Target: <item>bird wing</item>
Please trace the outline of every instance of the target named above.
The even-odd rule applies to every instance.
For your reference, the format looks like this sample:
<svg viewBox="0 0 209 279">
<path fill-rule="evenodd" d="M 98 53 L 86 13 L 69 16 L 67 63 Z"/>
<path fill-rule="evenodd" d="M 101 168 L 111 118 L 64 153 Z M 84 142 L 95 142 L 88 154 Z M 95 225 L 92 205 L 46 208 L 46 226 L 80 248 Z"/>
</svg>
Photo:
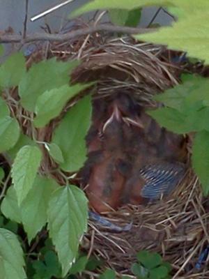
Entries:
<svg viewBox="0 0 209 279">
<path fill-rule="evenodd" d="M 109 229 L 111 229 L 115 232 L 127 232 L 130 231 L 132 223 L 130 223 L 126 225 L 124 227 L 119 227 L 115 224 L 113 224 L 111 222 L 109 221 L 108 220 L 105 219 L 104 218 L 102 217 L 98 213 L 93 211 L 88 211 L 88 216 L 90 219 L 93 221 L 98 222 L 102 226 L 105 227 Z"/>
<path fill-rule="evenodd" d="M 141 189 L 141 197 L 156 199 L 161 195 L 169 195 L 178 184 L 185 172 L 185 167 L 179 163 L 153 164 L 140 169 L 140 174 L 146 181 Z"/>
</svg>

• _Your goal_: Reproduce all of the material above word for word, leaving out the image.

• _Correct response_:
Target: <item>bird wing</item>
Please trace the outline of every instance of the target named above.
The even-odd rule applies to every instance.
For your reference, the format looks like this sample:
<svg viewBox="0 0 209 279">
<path fill-rule="evenodd" d="M 98 53 L 86 13 L 69 16 L 67 63 Z"/>
<path fill-rule="evenodd" d="M 101 168 L 111 118 L 64 153 Z M 84 142 L 95 142 L 88 154 Z M 95 225 L 92 205 L 46 208 L 46 226 L 80 248 Z"/>
</svg>
Photo:
Entries:
<svg viewBox="0 0 209 279">
<path fill-rule="evenodd" d="M 109 229 L 111 229 L 115 232 L 127 232 L 130 231 L 132 223 L 130 223 L 126 225 L 124 227 L 119 227 L 115 224 L 113 224 L 111 222 L 109 221 L 108 220 L 105 219 L 104 218 L 102 217 L 98 213 L 93 211 L 88 211 L 88 216 L 90 219 L 93 221 L 98 222 L 102 226 L 105 227 Z"/>
<path fill-rule="evenodd" d="M 141 189 L 141 197 L 156 199 L 161 195 L 169 195 L 178 184 L 185 172 L 185 167 L 179 163 L 153 164 L 140 169 L 140 174 L 146 181 Z"/>
</svg>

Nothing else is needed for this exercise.